In the data below, retype exactly the line that contains "Query: eucalyptus leaf" and every line after it, through the last.

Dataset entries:
+---+

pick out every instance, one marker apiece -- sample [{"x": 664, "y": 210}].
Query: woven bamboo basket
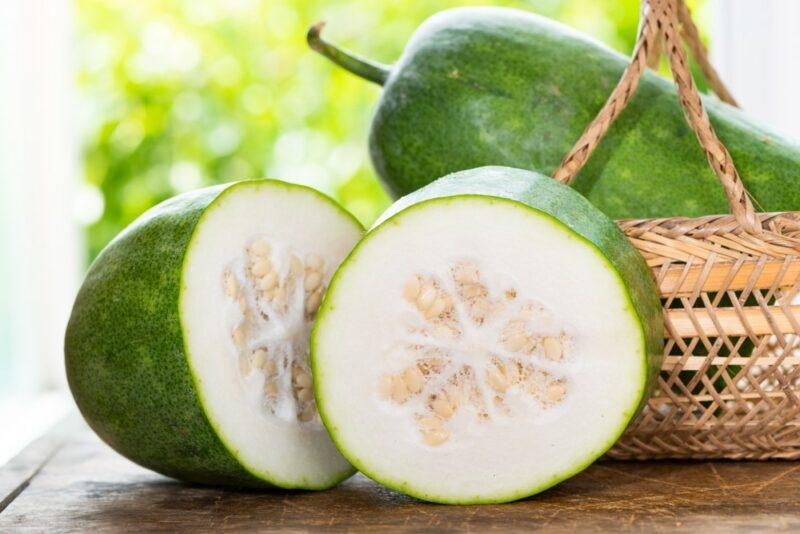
[{"x": 730, "y": 285}]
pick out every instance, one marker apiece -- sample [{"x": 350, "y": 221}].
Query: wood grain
[{"x": 86, "y": 487}]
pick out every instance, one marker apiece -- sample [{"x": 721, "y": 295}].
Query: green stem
[{"x": 369, "y": 70}]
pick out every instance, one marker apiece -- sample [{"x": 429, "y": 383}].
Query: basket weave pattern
[
  {"x": 729, "y": 386},
  {"x": 730, "y": 383}
]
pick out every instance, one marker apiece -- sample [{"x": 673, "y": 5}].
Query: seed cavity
[
  {"x": 273, "y": 290},
  {"x": 440, "y": 384}
]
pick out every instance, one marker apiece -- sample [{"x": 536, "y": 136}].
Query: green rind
[
  {"x": 125, "y": 355},
  {"x": 566, "y": 208},
  {"x": 492, "y": 86}
]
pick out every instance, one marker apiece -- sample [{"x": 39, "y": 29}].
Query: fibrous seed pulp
[{"x": 276, "y": 296}]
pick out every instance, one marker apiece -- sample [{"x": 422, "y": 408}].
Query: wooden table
[{"x": 69, "y": 481}]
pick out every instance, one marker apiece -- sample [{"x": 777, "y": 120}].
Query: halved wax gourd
[
  {"x": 187, "y": 349},
  {"x": 492, "y": 335}
]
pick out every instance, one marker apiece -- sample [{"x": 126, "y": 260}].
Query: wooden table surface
[{"x": 69, "y": 481}]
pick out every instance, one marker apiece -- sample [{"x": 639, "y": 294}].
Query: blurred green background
[{"x": 182, "y": 94}]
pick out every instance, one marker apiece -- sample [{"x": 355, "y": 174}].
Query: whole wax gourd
[{"x": 495, "y": 86}]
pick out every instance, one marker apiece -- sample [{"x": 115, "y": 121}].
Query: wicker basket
[{"x": 730, "y": 383}]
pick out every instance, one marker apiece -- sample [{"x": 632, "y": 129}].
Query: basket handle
[{"x": 660, "y": 18}]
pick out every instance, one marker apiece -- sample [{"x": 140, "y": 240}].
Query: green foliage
[{"x": 183, "y": 94}]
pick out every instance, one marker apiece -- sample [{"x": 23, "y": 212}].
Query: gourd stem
[{"x": 369, "y": 70}]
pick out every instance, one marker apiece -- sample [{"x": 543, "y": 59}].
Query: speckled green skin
[
  {"x": 126, "y": 360},
  {"x": 489, "y": 86},
  {"x": 566, "y": 208}
]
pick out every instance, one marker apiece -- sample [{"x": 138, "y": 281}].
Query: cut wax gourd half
[
  {"x": 492, "y": 335},
  {"x": 187, "y": 349}
]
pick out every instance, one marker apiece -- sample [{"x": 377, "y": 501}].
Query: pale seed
[
  {"x": 552, "y": 348},
  {"x": 399, "y": 389},
  {"x": 473, "y": 290},
  {"x": 435, "y": 437},
  {"x": 436, "y": 309},
  {"x": 497, "y": 379},
  {"x": 312, "y": 281},
  {"x": 442, "y": 407},
  {"x": 448, "y": 304},
  {"x": 414, "y": 379},
  {"x": 280, "y": 295},
  {"x": 466, "y": 274},
  {"x": 411, "y": 289},
  {"x": 480, "y": 309},
  {"x": 454, "y": 395},
  {"x": 426, "y": 297}
]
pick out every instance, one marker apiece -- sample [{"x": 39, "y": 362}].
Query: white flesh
[
  {"x": 524, "y": 443},
  {"x": 268, "y": 432}
]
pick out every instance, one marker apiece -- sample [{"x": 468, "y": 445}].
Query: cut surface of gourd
[
  {"x": 510, "y": 337},
  {"x": 187, "y": 350}
]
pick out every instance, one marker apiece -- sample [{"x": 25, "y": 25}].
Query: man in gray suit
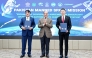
[{"x": 45, "y": 25}]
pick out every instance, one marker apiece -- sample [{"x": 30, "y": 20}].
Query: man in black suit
[
  {"x": 63, "y": 35},
  {"x": 27, "y": 32}
]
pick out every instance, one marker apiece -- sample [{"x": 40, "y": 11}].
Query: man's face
[
  {"x": 27, "y": 14},
  {"x": 63, "y": 12},
  {"x": 45, "y": 14}
]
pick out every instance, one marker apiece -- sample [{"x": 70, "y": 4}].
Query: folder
[
  {"x": 27, "y": 24},
  {"x": 63, "y": 27}
]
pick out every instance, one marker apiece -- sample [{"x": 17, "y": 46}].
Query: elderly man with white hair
[{"x": 45, "y": 25}]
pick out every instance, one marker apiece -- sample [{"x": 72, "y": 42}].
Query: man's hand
[
  {"x": 23, "y": 28},
  {"x": 59, "y": 27},
  {"x": 30, "y": 28}
]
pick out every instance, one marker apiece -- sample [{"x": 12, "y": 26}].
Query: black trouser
[
  {"x": 64, "y": 36},
  {"x": 45, "y": 45}
]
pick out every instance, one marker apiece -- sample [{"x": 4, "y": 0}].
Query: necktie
[{"x": 63, "y": 19}]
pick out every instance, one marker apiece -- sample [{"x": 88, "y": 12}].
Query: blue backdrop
[{"x": 11, "y": 12}]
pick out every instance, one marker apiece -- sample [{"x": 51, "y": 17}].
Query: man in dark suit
[
  {"x": 63, "y": 35},
  {"x": 27, "y": 32},
  {"x": 45, "y": 25}
]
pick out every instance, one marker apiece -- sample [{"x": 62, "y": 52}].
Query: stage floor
[{"x": 15, "y": 53}]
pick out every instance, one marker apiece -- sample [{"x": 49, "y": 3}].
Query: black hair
[{"x": 28, "y": 11}]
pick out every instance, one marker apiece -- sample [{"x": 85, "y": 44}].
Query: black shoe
[
  {"x": 42, "y": 56},
  {"x": 61, "y": 56},
  {"x": 66, "y": 56},
  {"x": 29, "y": 55},
  {"x": 22, "y": 56}
]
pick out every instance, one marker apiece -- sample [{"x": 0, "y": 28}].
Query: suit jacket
[
  {"x": 67, "y": 20},
  {"x": 27, "y": 32},
  {"x": 46, "y": 28}
]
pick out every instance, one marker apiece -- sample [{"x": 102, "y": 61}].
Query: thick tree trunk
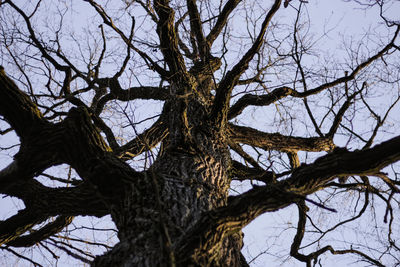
[{"x": 188, "y": 179}]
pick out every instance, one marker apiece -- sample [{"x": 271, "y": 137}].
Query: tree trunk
[{"x": 187, "y": 179}]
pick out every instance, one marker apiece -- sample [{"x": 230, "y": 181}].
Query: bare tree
[{"x": 154, "y": 112}]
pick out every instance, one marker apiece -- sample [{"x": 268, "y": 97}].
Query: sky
[{"x": 336, "y": 21}]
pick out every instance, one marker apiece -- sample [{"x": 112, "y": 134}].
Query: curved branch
[
  {"x": 223, "y": 92},
  {"x": 16, "y": 107},
  {"x": 221, "y": 21},
  {"x": 260, "y": 100},
  {"x": 169, "y": 40},
  {"x": 307, "y": 179},
  {"x": 144, "y": 141},
  {"x": 197, "y": 28},
  {"x": 18, "y": 224},
  {"x": 81, "y": 200},
  {"x": 276, "y": 141},
  {"x": 43, "y": 233}
]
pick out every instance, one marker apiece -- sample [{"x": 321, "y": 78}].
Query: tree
[{"x": 72, "y": 98}]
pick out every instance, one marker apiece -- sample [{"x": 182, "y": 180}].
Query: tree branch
[
  {"x": 277, "y": 141},
  {"x": 223, "y": 92},
  {"x": 305, "y": 180},
  {"x": 43, "y": 233}
]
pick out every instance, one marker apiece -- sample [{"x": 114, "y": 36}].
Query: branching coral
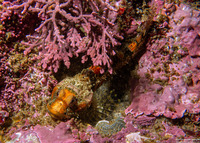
[{"x": 72, "y": 28}]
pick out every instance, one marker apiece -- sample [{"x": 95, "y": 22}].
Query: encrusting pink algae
[{"x": 97, "y": 71}]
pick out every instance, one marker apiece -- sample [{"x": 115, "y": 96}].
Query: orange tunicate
[{"x": 70, "y": 96}]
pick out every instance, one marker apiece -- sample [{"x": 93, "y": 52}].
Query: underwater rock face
[{"x": 170, "y": 69}]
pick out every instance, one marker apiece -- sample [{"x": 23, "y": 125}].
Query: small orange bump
[
  {"x": 53, "y": 92},
  {"x": 138, "y": 38},
  {"x": 132, "y": 46}
]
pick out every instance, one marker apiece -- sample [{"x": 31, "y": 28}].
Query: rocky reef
[{"x": 145, "y": 59}]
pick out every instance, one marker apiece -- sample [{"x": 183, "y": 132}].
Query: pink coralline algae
[
  {"x": 18, "y": 92},
  {"x": 72, "y": 28},
  {"x": 170, "y": 69}
]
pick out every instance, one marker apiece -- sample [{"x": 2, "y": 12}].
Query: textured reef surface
[{"x": 119, "y": 71}]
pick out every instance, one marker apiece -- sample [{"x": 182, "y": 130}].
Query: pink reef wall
[{"x": 169, "y": 70}]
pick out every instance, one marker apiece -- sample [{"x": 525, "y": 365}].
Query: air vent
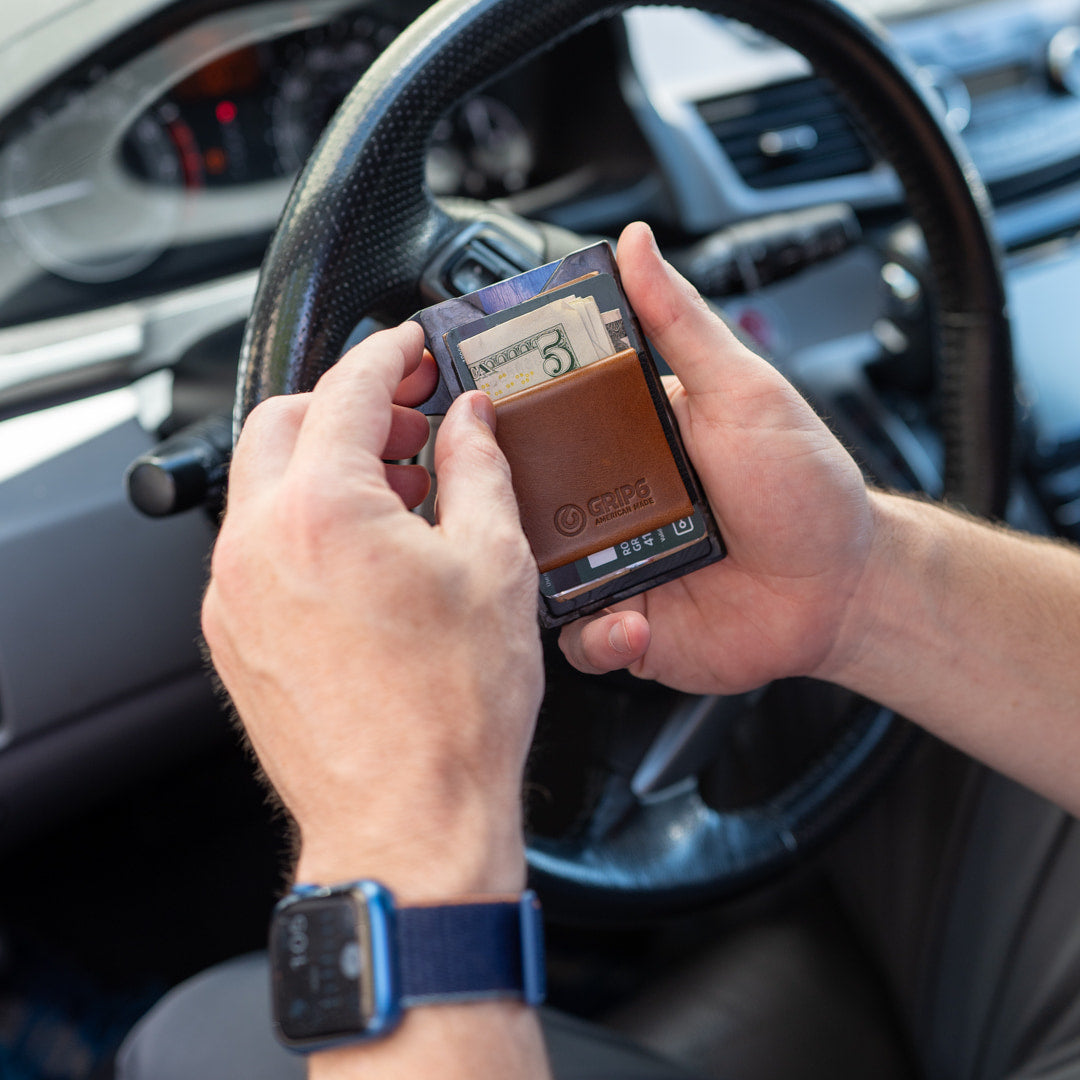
[{"x": 790, "y": 133}]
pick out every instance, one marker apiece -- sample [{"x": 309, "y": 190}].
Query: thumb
[
  {"x": 688, "y": 334},
  {"x": 475, "y": 496}
]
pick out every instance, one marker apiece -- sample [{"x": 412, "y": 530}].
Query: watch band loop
[{"x": 471, "y": 952}]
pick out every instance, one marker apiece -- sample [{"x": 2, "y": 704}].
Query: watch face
[{"x": 321, "y": 969}]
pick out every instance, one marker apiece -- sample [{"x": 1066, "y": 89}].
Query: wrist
[
  {"x": 900, "y": 541},
  {"x": 898, "y": 594},
  {"x": 423, "y": 856}
]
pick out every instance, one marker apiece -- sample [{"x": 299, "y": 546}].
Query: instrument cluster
[{"x": 111, "y": 174}]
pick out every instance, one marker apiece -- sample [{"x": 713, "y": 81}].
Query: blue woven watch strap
[{"x": 470, "y": 952}]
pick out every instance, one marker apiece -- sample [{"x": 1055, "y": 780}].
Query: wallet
[{"x": 608, "y": 499}]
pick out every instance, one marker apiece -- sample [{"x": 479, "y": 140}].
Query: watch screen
[{"x": 320, "y": 949}]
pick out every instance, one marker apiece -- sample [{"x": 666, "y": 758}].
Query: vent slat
[{"x": 741, "y": 120}]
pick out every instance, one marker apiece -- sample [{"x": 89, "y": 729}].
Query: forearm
[{"x": 972, "y": 632}]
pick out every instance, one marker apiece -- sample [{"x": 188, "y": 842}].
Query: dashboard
[{"x": 147, "y": 149}]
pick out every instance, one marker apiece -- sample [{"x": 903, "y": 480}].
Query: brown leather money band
[{"x": 590, "y": 461}]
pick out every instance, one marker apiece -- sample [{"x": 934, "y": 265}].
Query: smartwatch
[{"x": 346, "y": 960}]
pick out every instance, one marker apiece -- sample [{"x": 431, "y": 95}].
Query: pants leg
[
  {"x": 216, "y": 1026},
  {"x": 967, "y": 886}
]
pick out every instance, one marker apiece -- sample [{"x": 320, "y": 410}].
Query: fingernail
[
  {"x": 618, "y": 638},
  {"x": 483, "y": 408},
  {"x": 652, "y": 238}
]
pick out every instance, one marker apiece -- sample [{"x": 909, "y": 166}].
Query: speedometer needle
[{"x": 46, "y": 197}]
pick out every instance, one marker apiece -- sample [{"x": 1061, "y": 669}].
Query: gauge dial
[
  {"x": 68, "y": 193},
  {"x": 321, "y": 67}
]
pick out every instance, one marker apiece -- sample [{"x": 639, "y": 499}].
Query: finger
[
  {"x": 408, "y": 432},
  {"x": 418, "y": 385},
  {"x": 349, "y": 419},
  {"x": 474, "y": 491},
  {"x": 608, "y": 643},
  {"x": 412, "y": 483},
  {"x": 688, "y": 335},
  {"x": 266, "y": 443}
]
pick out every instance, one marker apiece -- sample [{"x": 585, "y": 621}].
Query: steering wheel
[{"x": 362, "y": 234}]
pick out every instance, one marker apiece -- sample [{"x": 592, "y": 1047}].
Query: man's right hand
[{"x": 792, "y": 505}]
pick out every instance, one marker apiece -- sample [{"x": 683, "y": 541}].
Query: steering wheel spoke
[{"x": 362, "y": 234}]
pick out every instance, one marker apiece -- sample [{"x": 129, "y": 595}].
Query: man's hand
[
  {"x": 791, "y": 503},
  {"x": 388, "y": 672}
]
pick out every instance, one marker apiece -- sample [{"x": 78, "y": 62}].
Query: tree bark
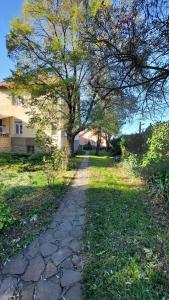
[
  {"x": 107, "y": 142},
  {"x": 98, "y": 143},
  {"x": 70, "y": 139}
]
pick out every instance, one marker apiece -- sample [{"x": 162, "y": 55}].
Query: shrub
[
  {"x": 116, "y": 147},
  {"x": 5, "y": 214},
  {"x": 36, "y": 157},
  {"x": 158, "y": 145},
  {"x": 154, "y": 164}
]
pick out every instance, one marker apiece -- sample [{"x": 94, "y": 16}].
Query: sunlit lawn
[
  {"x": 23, "y": 185},
  {"x": 126, "y": 248}
]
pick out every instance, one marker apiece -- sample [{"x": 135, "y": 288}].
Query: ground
[
  {"x": 125, "y": 249},
  {"x": 31, "y": 201},
  {"x": 126, "y": 245}
]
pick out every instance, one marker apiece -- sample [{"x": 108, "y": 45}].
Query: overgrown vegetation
[
  {"x": 27, "y": 199},
  {"x": 153, "y": 165},
  {"x": 126, "y": 245}
]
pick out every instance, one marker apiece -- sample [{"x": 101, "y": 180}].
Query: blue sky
[{"x": 11, "y": 9}]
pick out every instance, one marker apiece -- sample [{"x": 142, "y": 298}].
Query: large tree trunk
[
  {"x": 98, "y": 143},
  {"x": 70, "y": 139},
  {"x": 107, "y": 142}
]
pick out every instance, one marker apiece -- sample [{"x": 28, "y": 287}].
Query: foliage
[
  {"x": 126, "y": 39},
  {"x": 55, "y": 162},
  {"x": 158, "y": 144},
  {"x": 154, "y": 164},
  {"x": 6, "y": 218},
  {"x": 116, "y": 147},
  {"x": 55, "y": 74},
  {"x": 36, "y": 157}
]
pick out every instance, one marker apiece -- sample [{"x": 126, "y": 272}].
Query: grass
[
  {"x": 31, "y": 201},
  {"x": 126, "y": 248}
]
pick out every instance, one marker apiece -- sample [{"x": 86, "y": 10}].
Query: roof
[{"x": 3, "y": 85}]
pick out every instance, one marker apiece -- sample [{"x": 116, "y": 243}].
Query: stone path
[{"x": 50, "y": 267}]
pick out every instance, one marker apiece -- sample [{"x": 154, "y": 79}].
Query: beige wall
[{"x": 10, "y": 113}]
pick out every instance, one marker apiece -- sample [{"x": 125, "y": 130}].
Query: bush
[
  {"x": 116, "y": 147},
  {"x": 154, "y": 164},
  {"x": 36, "y": 157},
  {"x": 5, "y": 215}
]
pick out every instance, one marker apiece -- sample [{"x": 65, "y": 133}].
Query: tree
[
  {"x": 105, "y": 123},
  {"x": 52, "y": 64},
  {"x": 54, "y": 68},
  {"x": 130, "y": 42}
]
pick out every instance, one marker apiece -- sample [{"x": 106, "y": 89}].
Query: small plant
[
  {"x": 5, "y": 215},
  {"x": 55, "y": 162}
]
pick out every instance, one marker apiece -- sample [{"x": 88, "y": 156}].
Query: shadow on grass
[{"x": 126, "y": 250}]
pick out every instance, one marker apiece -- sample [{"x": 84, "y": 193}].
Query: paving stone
[
  {"x": 76, "y": 232},
  {"x": 74, "y": 293},
  {"x": 76, "y": 261},
  {"x": 32, "y": 249},
  {"x": 66, "y": 241},
  {"x": 50, "y": 270},
  {"x": 15, "y": 266},
  {"x": 61, "y": 234},
  {"x": 60, "y": 256},
  {"x": 67, "y": 264},
  {"x": 70, "y": 277},
  {"x": 75, "y": 245},
  {"x": 27, "y": 292},
  {"x": 34, "y": 270},
  {"x": 42, "y": 259},
  {"x": 47, "y": 290},
  {"x": 48, "y": 248},
  {"x": 8, "y": 287}
]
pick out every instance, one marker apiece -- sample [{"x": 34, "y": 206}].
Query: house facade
[
  {"x": 15, "y": 134},
  {"x": 89, "y": 136}
]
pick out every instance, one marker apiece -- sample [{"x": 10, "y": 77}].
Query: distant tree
[{"x": 130, "y": 40}]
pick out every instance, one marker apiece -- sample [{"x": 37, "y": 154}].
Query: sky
[{"x": 11, "y": 9}]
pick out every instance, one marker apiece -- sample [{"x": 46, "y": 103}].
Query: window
[
  {"x": 16, "y": 100},
  {"x": 18, "y": 128},
  {"x": 30, "y": 149}
]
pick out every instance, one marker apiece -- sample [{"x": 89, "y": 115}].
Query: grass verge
[
  {"x": 32, "y": 203},
  {"x": 126, "y": 248}
]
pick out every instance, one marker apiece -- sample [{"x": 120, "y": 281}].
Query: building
[
  {"x": 89, "y": 136},
  {"x": 15, "y": 134}
]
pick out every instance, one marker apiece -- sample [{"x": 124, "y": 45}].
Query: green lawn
[
  {"x": 126, "y": 246},
  {"x": 31, "y": 202}
]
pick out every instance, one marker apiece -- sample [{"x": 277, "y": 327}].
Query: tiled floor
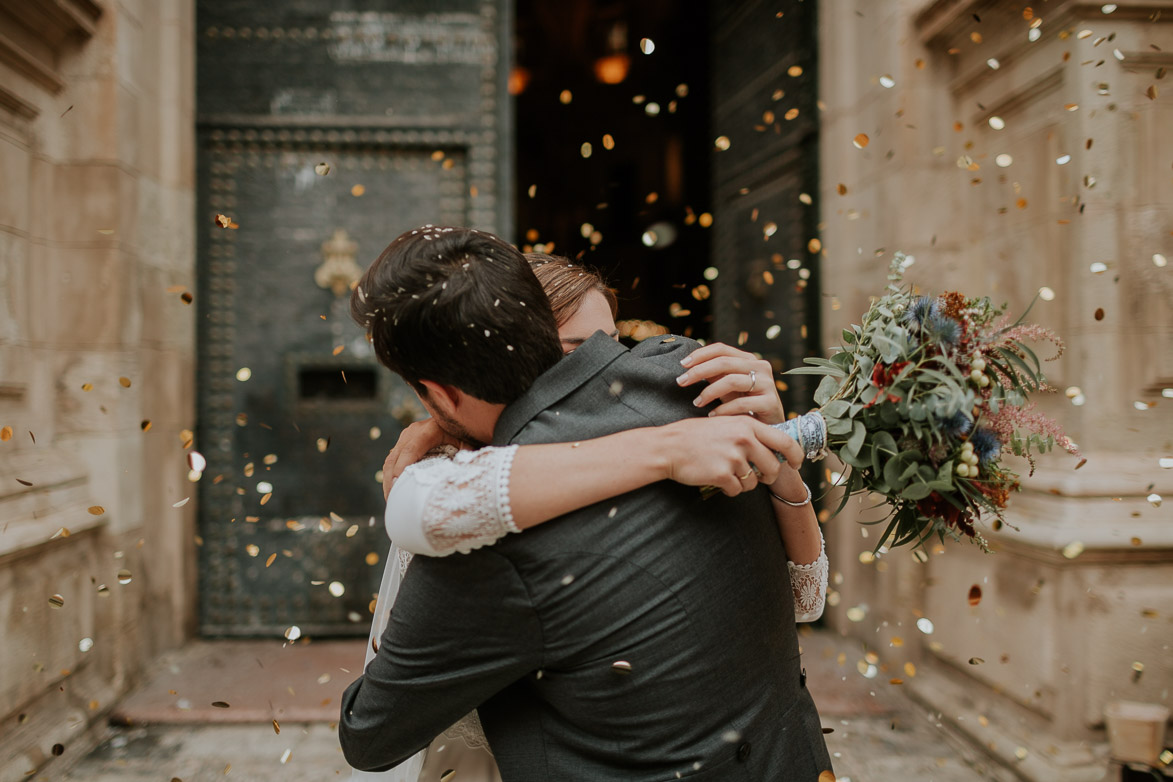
[{"x": 877, "y": 735}]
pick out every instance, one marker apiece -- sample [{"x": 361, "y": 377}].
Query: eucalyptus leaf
[
  {"x": 856, "y": 440},
  {"x": 826, "y": 389},
  {"x": 915, "y": 491}
]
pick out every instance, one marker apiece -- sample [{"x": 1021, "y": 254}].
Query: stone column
[{"x": 96, "y": 141}]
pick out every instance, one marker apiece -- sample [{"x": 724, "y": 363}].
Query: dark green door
[
  {"x": 325, "y": 130},
  {"x": 765, "y": 183}
]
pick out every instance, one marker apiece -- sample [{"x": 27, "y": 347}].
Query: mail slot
[{"x": 324, "y": 383}]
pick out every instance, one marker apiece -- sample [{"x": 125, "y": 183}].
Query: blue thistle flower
[
  {"x": 958, "y": 424},
  {"x": 987, "y": 446},
  {"x": 919, "y": 311},
  {"x": 942, "y": 328}
]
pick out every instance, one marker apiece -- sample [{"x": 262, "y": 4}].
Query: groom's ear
[{"x": 443, "y": 398}]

+---+

| ANSWER AREA |
Query: eucalyptus leaf
[
  {"x": 856, "y": 440},
  {"x": 826, "y": 389},
  {"x": 915, "y": 491}
]
pick out every instance, one marker apiece -- sample [{"x": 1021, "y": 254}].
Query: stone column
[{"x": 96, "y": 141}]
pick out every instance, one marker apiece -- sample [{"x": 724, "y": 363}].
Query: dark green door
[
  {"x": 325, "y": 130},
  {"x": 765, "y": 183}
]
pick out every instance, one marker apiece -- sample [{"x": 27, "y": 347}].
Query: mail slot
[{"x": 324, "y": 383}]
pick out every instance, one marker apiece -- sample [{"x": 125, "y": 183}].
Query: blue thistle flower
[
  {"x": 958, "y": 424},
  {"x": 987, "y": 446},
  {"x": 919, "y": 311},
  {"x": 942, "y": 328}
]
pick out every instance, one marker apiece -- sample [{"x": 262, "y": 4}].
Query: groom's ear
[{"x": 443, "y": 398}]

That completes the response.